#### Data for the task ####

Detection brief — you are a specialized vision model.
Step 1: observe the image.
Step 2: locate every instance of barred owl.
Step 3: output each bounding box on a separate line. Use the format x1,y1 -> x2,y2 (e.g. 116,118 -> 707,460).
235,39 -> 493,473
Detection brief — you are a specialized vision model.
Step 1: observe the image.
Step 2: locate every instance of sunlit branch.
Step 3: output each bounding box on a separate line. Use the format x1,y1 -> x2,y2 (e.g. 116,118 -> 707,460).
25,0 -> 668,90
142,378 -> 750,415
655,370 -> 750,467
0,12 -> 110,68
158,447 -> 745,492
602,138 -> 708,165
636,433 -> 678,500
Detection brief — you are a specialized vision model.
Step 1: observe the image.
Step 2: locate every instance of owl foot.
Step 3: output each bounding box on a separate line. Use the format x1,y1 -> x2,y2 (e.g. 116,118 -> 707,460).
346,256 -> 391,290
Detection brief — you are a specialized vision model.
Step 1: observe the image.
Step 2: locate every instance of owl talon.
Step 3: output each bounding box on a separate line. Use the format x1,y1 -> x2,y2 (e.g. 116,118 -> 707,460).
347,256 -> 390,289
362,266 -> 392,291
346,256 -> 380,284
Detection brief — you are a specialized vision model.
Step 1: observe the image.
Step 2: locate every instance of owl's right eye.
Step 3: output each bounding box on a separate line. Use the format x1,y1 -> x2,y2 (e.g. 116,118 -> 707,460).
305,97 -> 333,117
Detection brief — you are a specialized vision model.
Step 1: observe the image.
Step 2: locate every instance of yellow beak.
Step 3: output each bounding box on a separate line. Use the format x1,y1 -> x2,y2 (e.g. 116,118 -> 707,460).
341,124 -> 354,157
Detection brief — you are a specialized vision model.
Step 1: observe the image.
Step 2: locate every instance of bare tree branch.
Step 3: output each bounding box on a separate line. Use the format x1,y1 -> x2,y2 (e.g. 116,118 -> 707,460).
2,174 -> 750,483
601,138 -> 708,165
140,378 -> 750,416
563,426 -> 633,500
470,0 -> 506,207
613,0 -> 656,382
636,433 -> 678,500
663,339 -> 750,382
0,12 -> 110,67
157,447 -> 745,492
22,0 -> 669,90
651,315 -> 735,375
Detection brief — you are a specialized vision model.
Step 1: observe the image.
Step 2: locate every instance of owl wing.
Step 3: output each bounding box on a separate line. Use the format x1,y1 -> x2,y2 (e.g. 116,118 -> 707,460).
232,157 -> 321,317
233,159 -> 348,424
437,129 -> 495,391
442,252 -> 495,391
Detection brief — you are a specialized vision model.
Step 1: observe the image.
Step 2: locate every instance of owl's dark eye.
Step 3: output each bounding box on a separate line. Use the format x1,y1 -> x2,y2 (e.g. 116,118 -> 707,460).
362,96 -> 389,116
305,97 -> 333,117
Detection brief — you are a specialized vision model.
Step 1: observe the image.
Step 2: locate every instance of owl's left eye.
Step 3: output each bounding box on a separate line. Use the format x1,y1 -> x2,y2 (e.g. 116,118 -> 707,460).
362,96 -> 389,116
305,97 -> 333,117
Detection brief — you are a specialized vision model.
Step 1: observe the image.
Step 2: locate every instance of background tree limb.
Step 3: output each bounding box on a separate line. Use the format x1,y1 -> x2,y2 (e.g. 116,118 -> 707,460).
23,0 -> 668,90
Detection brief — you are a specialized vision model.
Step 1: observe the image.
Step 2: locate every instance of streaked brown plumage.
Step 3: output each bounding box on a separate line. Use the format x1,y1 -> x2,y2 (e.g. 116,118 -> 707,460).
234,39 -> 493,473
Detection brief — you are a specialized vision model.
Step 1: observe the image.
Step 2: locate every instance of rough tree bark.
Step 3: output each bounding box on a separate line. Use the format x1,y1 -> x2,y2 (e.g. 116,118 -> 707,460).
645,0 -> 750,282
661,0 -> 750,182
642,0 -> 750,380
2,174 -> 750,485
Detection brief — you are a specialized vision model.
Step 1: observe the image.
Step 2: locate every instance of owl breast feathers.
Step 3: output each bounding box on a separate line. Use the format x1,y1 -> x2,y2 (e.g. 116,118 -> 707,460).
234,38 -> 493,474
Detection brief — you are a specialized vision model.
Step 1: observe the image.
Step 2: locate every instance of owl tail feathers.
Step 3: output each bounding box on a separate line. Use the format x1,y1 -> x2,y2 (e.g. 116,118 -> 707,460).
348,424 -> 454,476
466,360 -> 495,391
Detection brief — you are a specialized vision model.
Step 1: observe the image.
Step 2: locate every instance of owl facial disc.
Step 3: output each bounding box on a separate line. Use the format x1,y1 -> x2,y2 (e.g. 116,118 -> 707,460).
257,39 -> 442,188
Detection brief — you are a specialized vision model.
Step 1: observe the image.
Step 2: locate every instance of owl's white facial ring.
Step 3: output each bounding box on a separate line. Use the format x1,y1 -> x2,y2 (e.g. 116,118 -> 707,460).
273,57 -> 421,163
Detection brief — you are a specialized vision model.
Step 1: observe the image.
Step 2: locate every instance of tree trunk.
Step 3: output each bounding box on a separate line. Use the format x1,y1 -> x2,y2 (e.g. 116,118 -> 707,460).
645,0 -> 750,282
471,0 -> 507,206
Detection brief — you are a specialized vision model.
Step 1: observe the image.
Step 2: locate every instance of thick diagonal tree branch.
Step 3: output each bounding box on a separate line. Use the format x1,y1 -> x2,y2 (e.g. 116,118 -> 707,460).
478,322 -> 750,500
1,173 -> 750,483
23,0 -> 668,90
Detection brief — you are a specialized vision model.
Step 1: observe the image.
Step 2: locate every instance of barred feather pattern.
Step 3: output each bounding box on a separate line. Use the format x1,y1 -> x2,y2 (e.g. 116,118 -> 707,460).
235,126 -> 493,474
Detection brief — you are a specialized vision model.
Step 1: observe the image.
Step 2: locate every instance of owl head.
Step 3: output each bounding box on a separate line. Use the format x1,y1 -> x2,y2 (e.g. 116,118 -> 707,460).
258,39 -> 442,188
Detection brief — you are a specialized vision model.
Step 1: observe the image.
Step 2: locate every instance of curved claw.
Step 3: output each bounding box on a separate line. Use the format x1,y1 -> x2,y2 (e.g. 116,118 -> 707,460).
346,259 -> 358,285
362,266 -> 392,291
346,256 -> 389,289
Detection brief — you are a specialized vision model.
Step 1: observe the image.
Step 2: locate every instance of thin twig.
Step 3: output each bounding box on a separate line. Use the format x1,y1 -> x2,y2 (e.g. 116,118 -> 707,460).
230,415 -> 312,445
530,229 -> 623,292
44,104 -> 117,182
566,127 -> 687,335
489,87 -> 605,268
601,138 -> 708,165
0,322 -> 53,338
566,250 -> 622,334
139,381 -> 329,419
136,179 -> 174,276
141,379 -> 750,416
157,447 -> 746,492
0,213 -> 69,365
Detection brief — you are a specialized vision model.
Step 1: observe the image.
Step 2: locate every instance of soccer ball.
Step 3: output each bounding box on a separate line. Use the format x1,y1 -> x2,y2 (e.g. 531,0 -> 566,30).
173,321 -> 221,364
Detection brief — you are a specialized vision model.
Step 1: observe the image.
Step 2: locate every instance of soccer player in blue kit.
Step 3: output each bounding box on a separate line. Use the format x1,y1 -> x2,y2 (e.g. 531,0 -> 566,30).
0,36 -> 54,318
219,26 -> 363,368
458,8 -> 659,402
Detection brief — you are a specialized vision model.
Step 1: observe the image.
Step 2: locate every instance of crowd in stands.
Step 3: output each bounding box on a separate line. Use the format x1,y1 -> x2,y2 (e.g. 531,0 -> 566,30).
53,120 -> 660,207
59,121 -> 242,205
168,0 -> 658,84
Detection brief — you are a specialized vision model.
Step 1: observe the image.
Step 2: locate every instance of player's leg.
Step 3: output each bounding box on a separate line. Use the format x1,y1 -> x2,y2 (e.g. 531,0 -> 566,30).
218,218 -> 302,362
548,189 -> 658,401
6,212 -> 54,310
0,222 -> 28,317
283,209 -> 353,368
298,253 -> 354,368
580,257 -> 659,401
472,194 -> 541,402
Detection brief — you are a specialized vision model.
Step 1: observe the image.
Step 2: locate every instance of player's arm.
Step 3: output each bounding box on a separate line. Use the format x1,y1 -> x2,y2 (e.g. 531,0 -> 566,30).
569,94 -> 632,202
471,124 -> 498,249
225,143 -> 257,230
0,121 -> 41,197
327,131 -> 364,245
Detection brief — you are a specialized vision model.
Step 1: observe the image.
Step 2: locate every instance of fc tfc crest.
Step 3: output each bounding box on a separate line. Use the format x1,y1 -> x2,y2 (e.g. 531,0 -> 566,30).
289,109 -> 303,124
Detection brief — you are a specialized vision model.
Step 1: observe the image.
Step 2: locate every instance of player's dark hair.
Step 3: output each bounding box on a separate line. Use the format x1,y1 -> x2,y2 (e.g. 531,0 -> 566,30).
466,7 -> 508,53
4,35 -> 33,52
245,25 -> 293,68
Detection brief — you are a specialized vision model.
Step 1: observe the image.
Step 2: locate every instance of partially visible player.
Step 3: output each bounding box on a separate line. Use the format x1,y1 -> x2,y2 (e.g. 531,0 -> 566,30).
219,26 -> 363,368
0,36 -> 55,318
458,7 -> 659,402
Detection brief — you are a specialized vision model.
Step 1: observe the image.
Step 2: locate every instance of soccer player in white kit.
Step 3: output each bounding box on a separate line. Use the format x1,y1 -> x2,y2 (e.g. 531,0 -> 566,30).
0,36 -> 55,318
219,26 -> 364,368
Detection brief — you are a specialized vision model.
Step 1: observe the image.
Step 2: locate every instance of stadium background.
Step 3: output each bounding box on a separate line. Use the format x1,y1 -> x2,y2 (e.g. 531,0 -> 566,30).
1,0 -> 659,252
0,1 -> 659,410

####

### Activity
Please copy, exactly and with nothing else, the lines above beginning at the line that has "Step 2: locate every instance of thick" and ending with the line that has "Step 2: locate every instance of barred feather".

### Expected output
Step 2: locate every instance of thick diagonal tree branch.
Step 3: output each bounding box on a separate line. Use the format x1,y1 -> x2,y2 (e.g. 116,118 -> 707,460).
478,322 -> 750,500
1,173 -> 750,483
23,0 -> 668,90
Detection brief — you are a specialized vision model.
Step 1: observe the image.
Step 2: locate every instance of barred feather pattern.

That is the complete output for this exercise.